*What is asked:* Could you turn the records below into a numbered list, one line per item with blank lines dropped, and leave the pictures out?

-- begin --

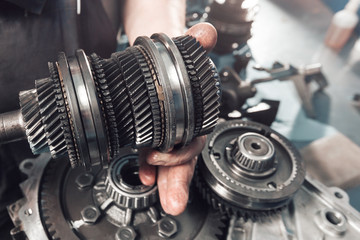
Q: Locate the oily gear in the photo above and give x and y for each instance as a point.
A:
(248, 170)
(158, 93)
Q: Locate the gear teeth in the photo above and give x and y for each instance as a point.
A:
(136, 78)
(228, 209)
(102, 86)
(30, 111)
(62, 118)
(204, 83)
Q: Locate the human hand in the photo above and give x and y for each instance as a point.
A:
(175, 169)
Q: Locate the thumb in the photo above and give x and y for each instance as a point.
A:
(205, 33)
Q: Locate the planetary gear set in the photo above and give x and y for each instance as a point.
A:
(159, 93)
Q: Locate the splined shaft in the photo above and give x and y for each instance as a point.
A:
(159, 93)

-- end --

*Output for this task:*
1. Q: Locate the oily gear in the photo above and give x and y for each instance as a point.
2. A:
3. (248, 170)
4. (158, 93)
5. Q: Locate the gear teeth in the photo above and give x and y for each instance as a point.
6. A:
7. (136, 78)
8. (228, 209)
9. (102, 86)
10. (30, 111)
11. (62, 118)
12. (204, 83)
13. Q: Locate the human hand in the photo above and give x and y for each instance as a point.
14. A:
15. (175, 169)
16. Q: Locate the thumb in the photo above and give x and y for each instance as a point.
17. A:
18. (205, 33)
19. Q: Locate the planetary gear set in the photo above and give x and y for each instance as a point.
20. A:
21. (159, 93)
22. Q: Locate the splined shaft in the photo above and give x and y for each instance as a point.
23. A:
24. (159, 93)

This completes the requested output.